■ **WHAT TO PRODUCE**
Carry on the court opinion excerpt about the preservation of the "relevance" objection, picking up after its last sentence.

Nor can we say from the context of the exchange between appellant and the trial court that
the latter understood that appellant questioned the admission of the evidence because it
purportedly tended to evince the victim’s character and maturity. Consequently, the
general allusion to “relevance” was not enough to preserve complaint founded upon the
specific grounds now being urged. TEX . R. APP . P.33.1(a)(1)(A); Aguilar v. State, 26
S.W.3d 901, 905-06 (Tex. Crim. App. 2000).

■ **SOURCE MATERIAL**
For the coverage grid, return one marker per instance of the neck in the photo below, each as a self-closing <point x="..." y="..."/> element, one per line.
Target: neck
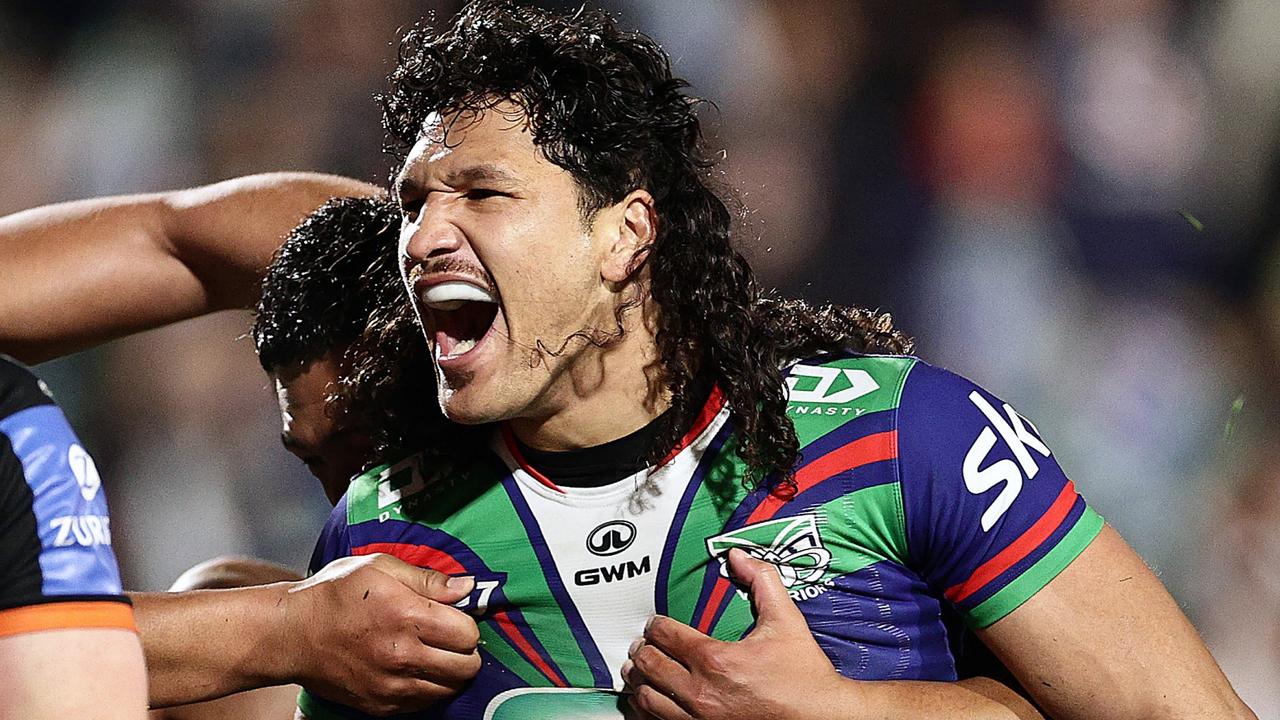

■ **ANSWER**
Furthermore, while appellant did object to some of the evidence purportedly
illustrating the victim’s character and maturity, he did not object to all of it. Nor did he
request a running objection. So, since some evidence of the ilk about which appellant now
complains was admitted without objection, appellant again waived his complaint. Ethington
v. State, 819 S.W.2d 854, 858-59 (Tex. Crim. App. 1991) (stating that a defendant must
object each time evidence on a particular subject matter is offered unless he makes a
running or continuing objection or moves the court outside the presence of the jury to
consider the admissibility of all evidence on a particular subject matter); Russell v. State,
904 S.W.2d 191, 196-97 (Tex. App.–Amarillo 1995, pet. ref’d) (stating that a party must
continue to object each time the purportedly inadmissible evidence is offered to preserve
error).
Accordingly, we affirm the judgment of the trial court.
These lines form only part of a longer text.